Work request A:
Answer these questions using the text about Quisenberry.
(i) What was the title of the book of his poetry published after his death?
(ii) Which year's Topps card would the writer have picked?
(iii) To whom did Quisenberry say, "I've always felt when I throw it something wonderful is going to happen"?
Work request B: Reproduce the text about Quisenberry word for word, starting with "It’s possible I" and going on through "gone 360 feet.".

Extract to read:
■ ■ ■ ■ ■

Speaking of debuts – Quisenberry’s professional debut was a complete game shutout the same day he was baptized. It was the only start of his professional career.
But Quiz isn’t just the pitcher in Francis’ poem. He actually is THE POET. After his death at just age 45 from brain cancer, a book of his poetry was published entitled On Days Like This. He wrote about his pitching: I come into a one out, one on jam/score three to one/good guys ahead/fans hootin, hollerin and buzzin like hornets/in the newer town of York/Skipper says/”get us a grounder and let’s get the hell outta here”. He wrote about his career: It lasted so long/it went so fast/it seems like yesterday/it seems like never.
And if I had the card, I would have gone with his 1980 Topps card of which he wrote:
I am the older one the one on the right game-face sincere long red hair unkempt a symbol of the '70's somehow a sign of manhood you don't see how my knees shook on my debut or my desperation to make it
The guy wrote about his baseball card, how cool is that?
It’s possible I wouldn’t have such an affinity for Quiz if he wasn’t a submariner. But then again:
- He would say he never gave up anything but groundballs – some of them just didn’t bounce until after they had gone 360 feet.
- Willie Wilson said, “Here’s a memory. He came in with the bases loaded and nobody out against the White Sox once. He picks off the man on first, and the batter hits a line drive right at him that he turns into a double play. I can still hear him say, ‘I knew I’d get out of that inning.'”
- He told Roger Angell, “I’ve always felt when I throw it something wonderful is going to happen.”
- When the Royals won the World Series, President Ronald Reagan called to congratulate the team, specifically noting “Jim Quisenberry.” When Reagan apologized during the team’s visit to The White House, Quiz said, “That’s okay, Don.”

■ ■ ■ ■ ■

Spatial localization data

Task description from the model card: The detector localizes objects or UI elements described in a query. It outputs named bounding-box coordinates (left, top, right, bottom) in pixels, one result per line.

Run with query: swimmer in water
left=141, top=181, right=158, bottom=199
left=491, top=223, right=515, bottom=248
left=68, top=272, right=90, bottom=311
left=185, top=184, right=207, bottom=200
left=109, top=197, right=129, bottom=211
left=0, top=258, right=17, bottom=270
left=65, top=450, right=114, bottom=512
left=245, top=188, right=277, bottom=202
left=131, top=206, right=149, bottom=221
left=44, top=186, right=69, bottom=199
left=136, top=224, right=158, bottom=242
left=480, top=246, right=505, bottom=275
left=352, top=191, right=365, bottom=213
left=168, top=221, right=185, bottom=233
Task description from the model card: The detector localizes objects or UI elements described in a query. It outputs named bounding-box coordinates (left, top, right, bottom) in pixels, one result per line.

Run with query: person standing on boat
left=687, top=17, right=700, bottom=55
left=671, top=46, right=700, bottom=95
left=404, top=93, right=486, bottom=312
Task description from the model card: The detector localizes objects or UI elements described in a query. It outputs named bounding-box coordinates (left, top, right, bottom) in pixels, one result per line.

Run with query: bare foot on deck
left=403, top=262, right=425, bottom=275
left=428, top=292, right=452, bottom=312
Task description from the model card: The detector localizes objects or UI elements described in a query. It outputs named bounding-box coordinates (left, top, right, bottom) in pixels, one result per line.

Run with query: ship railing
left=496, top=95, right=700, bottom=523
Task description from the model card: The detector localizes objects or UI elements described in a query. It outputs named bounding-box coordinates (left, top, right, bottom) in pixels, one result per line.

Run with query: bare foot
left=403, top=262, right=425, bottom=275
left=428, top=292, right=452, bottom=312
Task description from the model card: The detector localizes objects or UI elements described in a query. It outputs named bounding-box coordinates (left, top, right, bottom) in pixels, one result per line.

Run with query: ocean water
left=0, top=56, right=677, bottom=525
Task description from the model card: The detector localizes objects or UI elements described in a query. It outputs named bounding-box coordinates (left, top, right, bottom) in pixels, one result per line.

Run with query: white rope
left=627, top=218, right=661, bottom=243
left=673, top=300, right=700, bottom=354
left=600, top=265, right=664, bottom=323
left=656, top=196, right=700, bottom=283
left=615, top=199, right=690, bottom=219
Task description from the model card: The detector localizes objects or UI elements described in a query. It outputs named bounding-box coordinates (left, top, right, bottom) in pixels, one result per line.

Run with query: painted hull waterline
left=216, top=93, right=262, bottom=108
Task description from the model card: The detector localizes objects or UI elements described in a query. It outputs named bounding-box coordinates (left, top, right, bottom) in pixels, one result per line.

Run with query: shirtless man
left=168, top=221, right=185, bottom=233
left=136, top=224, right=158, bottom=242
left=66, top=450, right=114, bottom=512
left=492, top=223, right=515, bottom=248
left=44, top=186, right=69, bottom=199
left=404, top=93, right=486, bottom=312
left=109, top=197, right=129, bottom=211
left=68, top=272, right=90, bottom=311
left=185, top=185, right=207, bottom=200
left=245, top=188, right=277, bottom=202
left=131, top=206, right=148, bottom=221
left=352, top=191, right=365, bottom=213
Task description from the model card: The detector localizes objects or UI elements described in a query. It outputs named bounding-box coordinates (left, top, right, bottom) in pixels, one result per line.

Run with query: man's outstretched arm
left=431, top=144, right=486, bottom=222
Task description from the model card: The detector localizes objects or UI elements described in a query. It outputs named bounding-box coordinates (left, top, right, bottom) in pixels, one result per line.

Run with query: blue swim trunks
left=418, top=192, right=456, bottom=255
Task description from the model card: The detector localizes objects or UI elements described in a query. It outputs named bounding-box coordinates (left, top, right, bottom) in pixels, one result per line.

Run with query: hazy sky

■ ■ ■ ■ ■

Worked solution A:
(i) On Days Like This
(ii) 1980
(iii) Roger Angell

Worked solution B:
It’s possible I wouldn’t have such an affinity for Quiz if he wasn’t a submariner. But then again:
- He would say he never gave up anything but groundballs – some of them just didn’t bounce until after they had gone 360 feet.